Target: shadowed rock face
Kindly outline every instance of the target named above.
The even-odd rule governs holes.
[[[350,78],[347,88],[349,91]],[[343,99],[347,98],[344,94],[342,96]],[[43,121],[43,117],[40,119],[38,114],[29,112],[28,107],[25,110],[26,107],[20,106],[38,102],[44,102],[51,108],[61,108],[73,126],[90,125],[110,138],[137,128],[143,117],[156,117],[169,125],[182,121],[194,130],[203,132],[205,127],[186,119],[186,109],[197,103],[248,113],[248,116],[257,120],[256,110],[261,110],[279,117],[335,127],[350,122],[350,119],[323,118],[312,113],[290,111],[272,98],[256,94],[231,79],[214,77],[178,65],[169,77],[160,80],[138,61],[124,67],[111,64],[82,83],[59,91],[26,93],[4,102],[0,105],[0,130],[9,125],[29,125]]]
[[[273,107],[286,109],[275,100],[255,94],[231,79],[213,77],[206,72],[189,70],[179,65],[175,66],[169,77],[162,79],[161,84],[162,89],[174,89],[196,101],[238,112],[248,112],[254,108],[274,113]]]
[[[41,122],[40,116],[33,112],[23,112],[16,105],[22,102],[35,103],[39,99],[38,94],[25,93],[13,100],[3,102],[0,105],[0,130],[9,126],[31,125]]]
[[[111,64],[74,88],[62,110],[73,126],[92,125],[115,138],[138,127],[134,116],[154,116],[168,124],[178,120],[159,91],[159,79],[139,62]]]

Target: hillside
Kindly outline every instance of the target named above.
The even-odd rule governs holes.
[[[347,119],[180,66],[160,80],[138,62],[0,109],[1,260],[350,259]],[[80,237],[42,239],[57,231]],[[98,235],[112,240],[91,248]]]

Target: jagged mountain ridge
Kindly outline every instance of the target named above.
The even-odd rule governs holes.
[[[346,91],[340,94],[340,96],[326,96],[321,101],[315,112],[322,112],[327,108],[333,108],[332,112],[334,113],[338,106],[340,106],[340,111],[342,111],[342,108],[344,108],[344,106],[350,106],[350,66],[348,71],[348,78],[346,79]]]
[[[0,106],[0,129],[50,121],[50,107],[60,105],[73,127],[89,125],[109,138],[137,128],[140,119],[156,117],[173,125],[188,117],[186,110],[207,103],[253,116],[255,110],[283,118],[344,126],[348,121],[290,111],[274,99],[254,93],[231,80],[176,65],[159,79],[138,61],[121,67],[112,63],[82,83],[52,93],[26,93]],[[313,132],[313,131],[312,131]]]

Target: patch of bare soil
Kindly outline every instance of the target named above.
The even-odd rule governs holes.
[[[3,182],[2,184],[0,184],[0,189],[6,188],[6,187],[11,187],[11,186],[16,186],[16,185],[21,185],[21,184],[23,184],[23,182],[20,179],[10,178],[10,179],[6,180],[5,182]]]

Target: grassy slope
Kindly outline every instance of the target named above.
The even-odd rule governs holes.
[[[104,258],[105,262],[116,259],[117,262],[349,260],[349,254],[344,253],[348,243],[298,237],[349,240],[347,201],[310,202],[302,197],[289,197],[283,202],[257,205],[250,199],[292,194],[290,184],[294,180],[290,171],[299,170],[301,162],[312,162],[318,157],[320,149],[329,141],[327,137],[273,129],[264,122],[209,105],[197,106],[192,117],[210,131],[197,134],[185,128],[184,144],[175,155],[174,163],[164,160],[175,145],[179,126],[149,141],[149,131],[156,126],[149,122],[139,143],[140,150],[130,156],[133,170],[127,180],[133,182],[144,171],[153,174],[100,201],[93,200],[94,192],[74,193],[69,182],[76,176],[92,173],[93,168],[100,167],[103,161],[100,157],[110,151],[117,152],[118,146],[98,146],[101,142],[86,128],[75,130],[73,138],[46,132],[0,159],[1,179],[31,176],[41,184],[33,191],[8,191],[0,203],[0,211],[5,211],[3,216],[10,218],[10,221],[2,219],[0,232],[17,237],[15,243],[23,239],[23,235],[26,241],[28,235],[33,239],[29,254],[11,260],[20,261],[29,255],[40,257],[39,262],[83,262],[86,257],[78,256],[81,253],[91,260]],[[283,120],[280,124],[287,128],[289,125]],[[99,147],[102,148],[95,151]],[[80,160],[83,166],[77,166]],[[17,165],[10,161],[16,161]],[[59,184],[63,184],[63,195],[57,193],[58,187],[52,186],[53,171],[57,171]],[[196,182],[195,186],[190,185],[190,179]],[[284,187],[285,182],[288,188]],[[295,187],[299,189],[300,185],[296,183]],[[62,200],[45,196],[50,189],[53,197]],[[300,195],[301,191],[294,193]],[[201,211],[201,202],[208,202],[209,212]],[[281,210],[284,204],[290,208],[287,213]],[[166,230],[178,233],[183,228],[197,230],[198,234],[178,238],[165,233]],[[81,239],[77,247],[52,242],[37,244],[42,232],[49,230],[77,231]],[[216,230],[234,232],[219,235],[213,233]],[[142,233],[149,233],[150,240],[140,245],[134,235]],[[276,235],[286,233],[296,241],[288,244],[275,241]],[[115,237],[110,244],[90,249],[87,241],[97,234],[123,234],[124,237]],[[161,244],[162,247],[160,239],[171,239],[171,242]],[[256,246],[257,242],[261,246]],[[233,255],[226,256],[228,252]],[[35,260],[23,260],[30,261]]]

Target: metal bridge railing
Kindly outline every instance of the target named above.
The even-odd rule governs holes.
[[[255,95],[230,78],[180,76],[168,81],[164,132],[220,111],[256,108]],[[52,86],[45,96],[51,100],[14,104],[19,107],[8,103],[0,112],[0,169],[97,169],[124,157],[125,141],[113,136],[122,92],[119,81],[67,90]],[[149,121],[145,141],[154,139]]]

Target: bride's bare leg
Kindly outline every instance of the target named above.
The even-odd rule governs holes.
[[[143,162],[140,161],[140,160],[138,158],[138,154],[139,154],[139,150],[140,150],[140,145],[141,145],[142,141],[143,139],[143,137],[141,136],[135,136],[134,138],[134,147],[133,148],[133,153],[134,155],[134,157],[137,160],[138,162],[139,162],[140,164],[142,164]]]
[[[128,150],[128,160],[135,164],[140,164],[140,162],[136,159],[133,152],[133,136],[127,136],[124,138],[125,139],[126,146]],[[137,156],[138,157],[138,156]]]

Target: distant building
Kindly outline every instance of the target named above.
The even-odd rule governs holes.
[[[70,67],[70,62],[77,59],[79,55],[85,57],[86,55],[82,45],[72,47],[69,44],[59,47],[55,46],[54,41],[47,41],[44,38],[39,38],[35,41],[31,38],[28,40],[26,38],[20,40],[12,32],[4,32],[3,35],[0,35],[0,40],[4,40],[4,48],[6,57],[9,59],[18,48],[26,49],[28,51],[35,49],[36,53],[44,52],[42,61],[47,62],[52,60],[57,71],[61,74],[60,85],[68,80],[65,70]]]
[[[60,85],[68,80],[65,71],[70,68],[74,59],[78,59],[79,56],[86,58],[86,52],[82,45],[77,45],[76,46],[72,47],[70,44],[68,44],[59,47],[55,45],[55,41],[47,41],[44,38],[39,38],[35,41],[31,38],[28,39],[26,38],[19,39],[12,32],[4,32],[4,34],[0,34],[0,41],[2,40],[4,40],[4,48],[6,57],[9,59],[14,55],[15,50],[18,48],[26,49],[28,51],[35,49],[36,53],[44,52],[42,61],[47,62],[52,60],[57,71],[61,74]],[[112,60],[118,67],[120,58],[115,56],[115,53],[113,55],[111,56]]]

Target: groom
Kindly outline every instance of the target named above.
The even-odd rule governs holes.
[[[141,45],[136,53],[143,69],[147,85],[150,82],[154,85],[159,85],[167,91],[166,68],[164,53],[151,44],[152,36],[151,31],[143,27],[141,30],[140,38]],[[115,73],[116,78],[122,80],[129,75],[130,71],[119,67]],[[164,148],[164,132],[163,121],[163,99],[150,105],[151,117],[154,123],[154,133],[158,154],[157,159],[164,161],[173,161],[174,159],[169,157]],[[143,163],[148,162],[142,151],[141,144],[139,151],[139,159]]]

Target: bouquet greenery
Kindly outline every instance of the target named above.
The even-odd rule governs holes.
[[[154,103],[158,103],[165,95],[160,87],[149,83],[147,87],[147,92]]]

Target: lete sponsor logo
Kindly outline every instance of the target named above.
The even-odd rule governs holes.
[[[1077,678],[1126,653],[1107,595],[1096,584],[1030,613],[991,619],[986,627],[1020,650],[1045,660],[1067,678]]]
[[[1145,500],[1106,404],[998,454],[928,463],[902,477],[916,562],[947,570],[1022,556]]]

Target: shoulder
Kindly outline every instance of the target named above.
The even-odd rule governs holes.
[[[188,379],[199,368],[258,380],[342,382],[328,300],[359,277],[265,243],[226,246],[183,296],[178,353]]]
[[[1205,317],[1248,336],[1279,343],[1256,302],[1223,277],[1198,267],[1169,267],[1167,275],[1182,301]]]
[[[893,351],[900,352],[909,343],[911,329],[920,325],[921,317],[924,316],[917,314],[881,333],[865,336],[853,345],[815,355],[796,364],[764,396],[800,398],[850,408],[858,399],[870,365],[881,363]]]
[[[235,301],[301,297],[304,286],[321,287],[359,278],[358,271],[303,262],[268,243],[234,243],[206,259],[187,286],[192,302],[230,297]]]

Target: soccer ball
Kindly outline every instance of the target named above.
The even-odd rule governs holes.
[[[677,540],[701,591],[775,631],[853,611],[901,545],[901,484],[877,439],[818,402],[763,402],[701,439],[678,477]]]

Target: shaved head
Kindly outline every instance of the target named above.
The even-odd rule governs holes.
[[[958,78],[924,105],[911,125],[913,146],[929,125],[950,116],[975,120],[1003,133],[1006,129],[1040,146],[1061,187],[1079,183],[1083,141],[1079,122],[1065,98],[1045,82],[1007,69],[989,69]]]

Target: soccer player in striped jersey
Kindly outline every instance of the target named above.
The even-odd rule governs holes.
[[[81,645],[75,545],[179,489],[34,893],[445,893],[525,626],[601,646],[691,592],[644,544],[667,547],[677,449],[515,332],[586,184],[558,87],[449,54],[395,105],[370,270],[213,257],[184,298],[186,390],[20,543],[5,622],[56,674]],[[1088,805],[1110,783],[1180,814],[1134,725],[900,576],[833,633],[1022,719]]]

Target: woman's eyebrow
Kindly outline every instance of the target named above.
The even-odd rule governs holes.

★ ★ ★ ★ ★ ★ ★

▶ To be done: Rewrite the stretch from the line containing "Target: soccer player in striped jersey" through the end of the records, substituting "trace" for "outline" and leaving everything else unchanged.

▶ Solution below:
Target: soccer player in striped jersey
Kindly trace every instance of the target named above.
The even-odd rule governs holes.
[[[81,645],[75,545],[179,489],[34,893],[445,893],[525,626],[601,646],[691,592],[644,544],[667,547],[677,449],[515,332],[586,184],[558,87],[449,54],[395,105],[370,270],[213,257],[184,298],[186,390],[20,543],[5,622],[56,674]],[[1088,805],[1110,783],[1180,814],[1134,725],[900,576],[833,633],[1022,719]]]

Target: woman's eyebrow
Kindly trace every instance of the target named above.
The even-odd rule governs holes.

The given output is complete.